## THE TASK
Search the data for the word "hand" and copy out every line that has it.
--*--
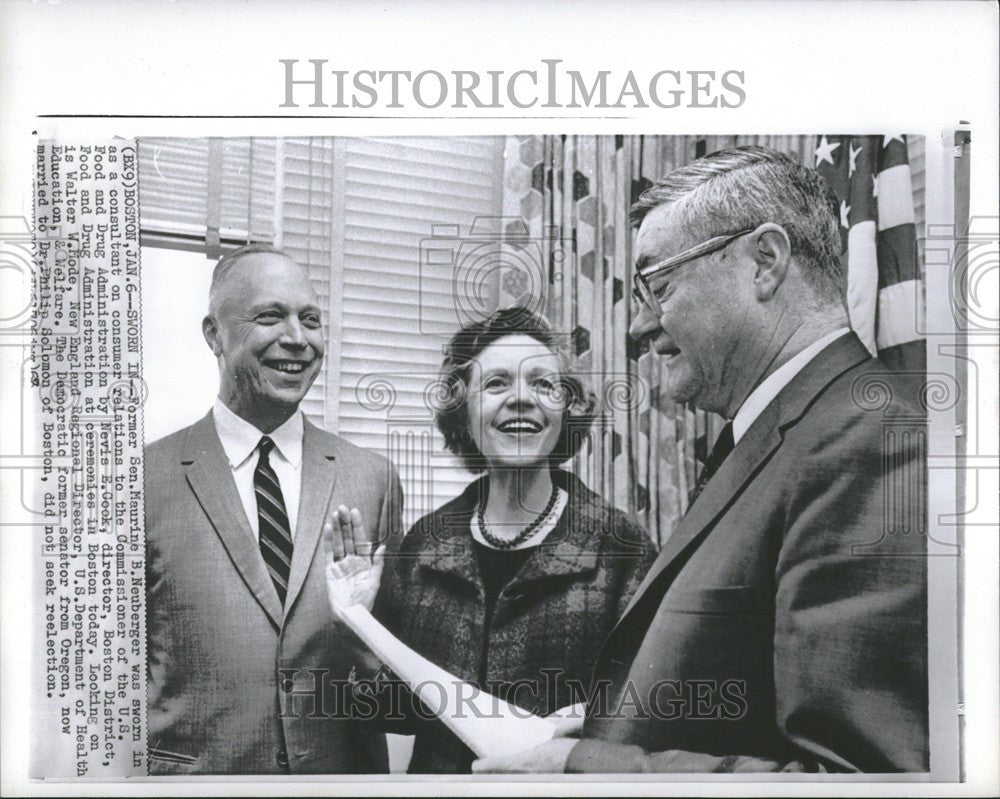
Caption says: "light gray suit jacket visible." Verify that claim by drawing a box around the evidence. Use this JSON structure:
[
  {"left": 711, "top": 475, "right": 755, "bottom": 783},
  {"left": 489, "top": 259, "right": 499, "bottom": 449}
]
[{"left": 145, "top": 411, "right": 402, "bottom": 774}]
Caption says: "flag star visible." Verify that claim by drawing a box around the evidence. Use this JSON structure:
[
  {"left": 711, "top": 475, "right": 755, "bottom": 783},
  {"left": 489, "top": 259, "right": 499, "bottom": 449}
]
[
  {"left": 848, "top": 143, "right": 862, "bottom": 177},
  {"left": 882, "top": 135, "right": 905, "bottom": 148},
  {"left": 872, "top": 174, "right": 879, "bottom": 198},
  {"left": 839, "top": 200, "right": 851, "bottom": 229},
  {"left": 815, "top": 135, "right": 841, "bottom": 167}
]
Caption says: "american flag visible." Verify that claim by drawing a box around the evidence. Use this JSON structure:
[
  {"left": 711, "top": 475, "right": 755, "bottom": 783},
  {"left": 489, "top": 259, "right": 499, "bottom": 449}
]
[{"left": 814, "top": 135, "right": 925, "bottom": 371}]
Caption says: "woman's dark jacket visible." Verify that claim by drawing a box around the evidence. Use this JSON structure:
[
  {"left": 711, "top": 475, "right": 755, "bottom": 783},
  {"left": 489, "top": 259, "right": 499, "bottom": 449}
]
[{"left": 373, "top": 469, "right": 657, "bottom": 773}]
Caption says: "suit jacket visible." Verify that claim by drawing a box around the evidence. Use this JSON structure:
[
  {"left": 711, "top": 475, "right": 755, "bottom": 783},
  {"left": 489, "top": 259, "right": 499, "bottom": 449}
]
[
  {"left": 566, "top": 333, "right": 929, "bottom": 773},
  {"left": 145, "top": 411, "right": 403, "bottom": 774}
]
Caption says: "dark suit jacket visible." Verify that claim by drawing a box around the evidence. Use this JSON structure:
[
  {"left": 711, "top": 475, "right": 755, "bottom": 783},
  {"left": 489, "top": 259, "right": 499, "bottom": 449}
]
[
  {"left": 566, "top": 333, "right": 928, "bottom": 773},
  {"left": 145, "top": 411, "right": 403, "bottom": 774}
]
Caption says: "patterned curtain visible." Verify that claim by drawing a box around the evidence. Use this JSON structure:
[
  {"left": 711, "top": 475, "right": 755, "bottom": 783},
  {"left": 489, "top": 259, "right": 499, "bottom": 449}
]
[{"left": 499, "top": 134, "right": 817, "bottom": 547}]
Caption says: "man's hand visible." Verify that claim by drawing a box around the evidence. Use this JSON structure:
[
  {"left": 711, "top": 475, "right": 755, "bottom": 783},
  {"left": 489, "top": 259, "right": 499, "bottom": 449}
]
[
  {"left": 545, "top": 702, "right": 587, "bottom": 738},
  {"left": 322, "top": 505, "right": 385, "bottom": 619},
  {"left": 471, "top": 738, "right": 577, "bottom": 774}
]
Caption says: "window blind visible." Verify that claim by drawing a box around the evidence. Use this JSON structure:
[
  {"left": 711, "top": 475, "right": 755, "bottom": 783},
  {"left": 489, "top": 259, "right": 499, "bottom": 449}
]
[
  {"left": 139, "top": 135, "right": 505, "bottom": 527},
  {"left": 906, "top": 135, "right": 927, "bottom": 276},
  {"left": 137, "top": 138, "right": 276, "bottom": 254},
  {"left": 277, "top": 138, "right": 336, "bottom": 426},
  {"left": 280, "top": 136, "right": 505, "bottom": 527}
]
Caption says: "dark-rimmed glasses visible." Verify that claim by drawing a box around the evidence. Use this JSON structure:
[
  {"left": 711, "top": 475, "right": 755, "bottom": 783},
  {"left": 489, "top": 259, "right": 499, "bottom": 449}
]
[{"left": 631, "top": 229, "right": 754, "bottom": 315}]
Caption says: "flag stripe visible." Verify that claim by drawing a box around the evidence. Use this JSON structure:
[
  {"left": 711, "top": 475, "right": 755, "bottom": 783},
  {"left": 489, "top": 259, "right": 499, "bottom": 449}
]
[
  {"left": 815, "top": 134, "right": 924, "bottom": 372},
  {"left": 259, "top": 520, "right": 293, "bottom": 558},
  {"left": 876, "top": 279, "right": 924, "bottom": 349},
  {"left": 846, "top": 220, "right": 878, "bottom": 355},
  {"left": 261, "top": 559, "right": 288, "bottom": 589},
  {"left": 876, "top": 223, "right": 918, "bottom": 287},
  {"left": 877, "top": 164, "right": 916, "bottom": 230}
]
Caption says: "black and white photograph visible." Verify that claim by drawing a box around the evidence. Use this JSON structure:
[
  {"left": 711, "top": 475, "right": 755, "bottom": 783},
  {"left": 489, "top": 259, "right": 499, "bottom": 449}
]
[
  {"left": 136, "top": 134, "right": 939, "bottom": 778},
  {"left": 0, "top": 1, "right": 996, "bottom": 796}
]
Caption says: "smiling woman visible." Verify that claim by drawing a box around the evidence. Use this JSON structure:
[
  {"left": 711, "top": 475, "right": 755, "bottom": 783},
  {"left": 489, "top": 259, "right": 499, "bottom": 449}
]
[
  {"left": 372, "top": 307, "right": 657, "bottom": 773},
  {"left": 465, "top": 335, "right": 565, "bottom": 474}
]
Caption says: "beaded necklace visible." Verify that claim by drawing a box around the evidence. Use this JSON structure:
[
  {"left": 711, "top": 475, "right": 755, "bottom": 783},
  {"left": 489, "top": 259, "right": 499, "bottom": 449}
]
[{"left": 476, "top": 482, "right": 560, "bottom": 550}]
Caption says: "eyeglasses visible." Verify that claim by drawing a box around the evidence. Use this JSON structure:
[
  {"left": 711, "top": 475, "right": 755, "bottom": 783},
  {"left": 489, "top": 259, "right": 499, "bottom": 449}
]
[{"left": 631, "top": 229, "right": 754, "bottom": 315}]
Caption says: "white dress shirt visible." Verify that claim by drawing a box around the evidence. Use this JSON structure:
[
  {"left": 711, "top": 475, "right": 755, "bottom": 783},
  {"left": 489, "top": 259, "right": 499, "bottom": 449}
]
[
  {"left": 732, "top": 328, "right": 851, "bottom": 444},
  {"left": 212, "top": 398, "right": 304, "bottom": 541}
]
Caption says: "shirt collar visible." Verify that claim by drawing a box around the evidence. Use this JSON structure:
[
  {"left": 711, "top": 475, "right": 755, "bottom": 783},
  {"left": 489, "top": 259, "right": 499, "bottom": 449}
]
[
  {"left": 212, "top": 398, "right": 304, "bottom": 470},
  {"left": 732, "top": 328, "right": 850, "bottom": 444}
]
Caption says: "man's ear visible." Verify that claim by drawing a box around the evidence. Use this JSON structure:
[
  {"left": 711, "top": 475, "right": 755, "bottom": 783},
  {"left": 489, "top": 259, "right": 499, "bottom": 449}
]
[
  {"left": 748, "top": 223, "right": 792, "bottom": 302},
  {"left": 203, "top": 315, "right": 223, "bottom": 357}
]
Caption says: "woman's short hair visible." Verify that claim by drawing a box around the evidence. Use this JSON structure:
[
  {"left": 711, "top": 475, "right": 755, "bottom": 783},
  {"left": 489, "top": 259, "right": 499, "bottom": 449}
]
[{"left": 435, "top": 306, "right": 596, "bottom": 473}]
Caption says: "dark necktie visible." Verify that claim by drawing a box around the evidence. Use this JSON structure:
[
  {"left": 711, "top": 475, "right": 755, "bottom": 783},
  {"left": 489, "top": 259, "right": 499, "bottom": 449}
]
[
  {"left": 688, "top": 422, "right": 735, "bottom": 506},
  {"left": 254, "top": 436, "right": 293, "bottom": 605}
]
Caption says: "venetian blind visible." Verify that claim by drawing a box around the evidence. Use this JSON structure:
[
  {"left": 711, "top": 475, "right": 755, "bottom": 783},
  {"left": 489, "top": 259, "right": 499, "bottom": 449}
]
[
  {"left": 138, "top": 136, "right": 504, "bottom": 527},
  {"left": 277, "top": 138, "right": 335, "bottom": 426},
  {"left": 137, "top": 138, "right": 276, "bottom": 253}
]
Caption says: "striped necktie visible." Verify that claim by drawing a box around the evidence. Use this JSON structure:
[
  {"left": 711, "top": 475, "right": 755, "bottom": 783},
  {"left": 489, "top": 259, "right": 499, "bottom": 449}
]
[
  {"left": 255, "top": 436, "right": 293, "bottom": 605},
  {"left": 688, "top": 422, "right": 735, "bottom": 507}
]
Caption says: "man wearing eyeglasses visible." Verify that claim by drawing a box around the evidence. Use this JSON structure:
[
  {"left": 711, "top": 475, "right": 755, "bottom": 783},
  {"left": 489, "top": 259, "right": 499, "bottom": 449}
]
[{"left": 474, "top": 145, "right": 927, "bottom": 774}]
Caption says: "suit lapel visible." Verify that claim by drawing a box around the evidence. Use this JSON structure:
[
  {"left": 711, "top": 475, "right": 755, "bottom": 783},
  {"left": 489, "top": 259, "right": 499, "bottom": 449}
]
[
  {"left": 183, "top": 411, "right": 284, "bottom": 629},
  {"left": 618, "top": 411, "right": 783, "bottom": 620},
  {"left": 283, "top": 419, "right": 337, "bottom": 617},
  {"left": 616, "top": 332, "right": 874, "bottom": 624}
]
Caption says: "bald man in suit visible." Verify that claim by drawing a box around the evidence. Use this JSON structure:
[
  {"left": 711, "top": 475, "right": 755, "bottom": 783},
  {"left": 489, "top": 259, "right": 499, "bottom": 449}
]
[{"left": 145, "top": 244, "right": 402, "bottom": 774}]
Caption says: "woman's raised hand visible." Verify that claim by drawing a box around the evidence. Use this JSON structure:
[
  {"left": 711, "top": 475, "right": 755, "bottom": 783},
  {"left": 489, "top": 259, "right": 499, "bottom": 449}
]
[{"left": 322, "top": 505, "right": 386, "bottom": 618}]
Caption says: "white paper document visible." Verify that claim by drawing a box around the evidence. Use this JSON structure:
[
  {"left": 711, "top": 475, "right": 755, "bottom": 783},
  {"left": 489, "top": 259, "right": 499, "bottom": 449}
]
[{"left": 339, "top": 605, "right": 556, "bottom": 759}]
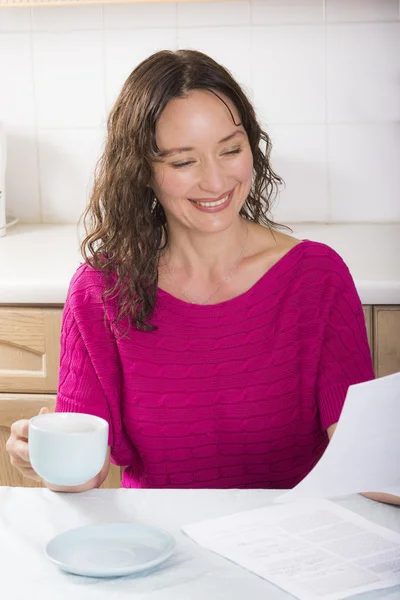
--*--
## EXERCISE ANSWER
Caption says: "man's hand visible." Verify that claim by drawing a box around the evidence. Use this JSON structure:
Caption says: "woman's raised hand visible." Verify that claim by drawing a box around the evidence. Use this JSON structure:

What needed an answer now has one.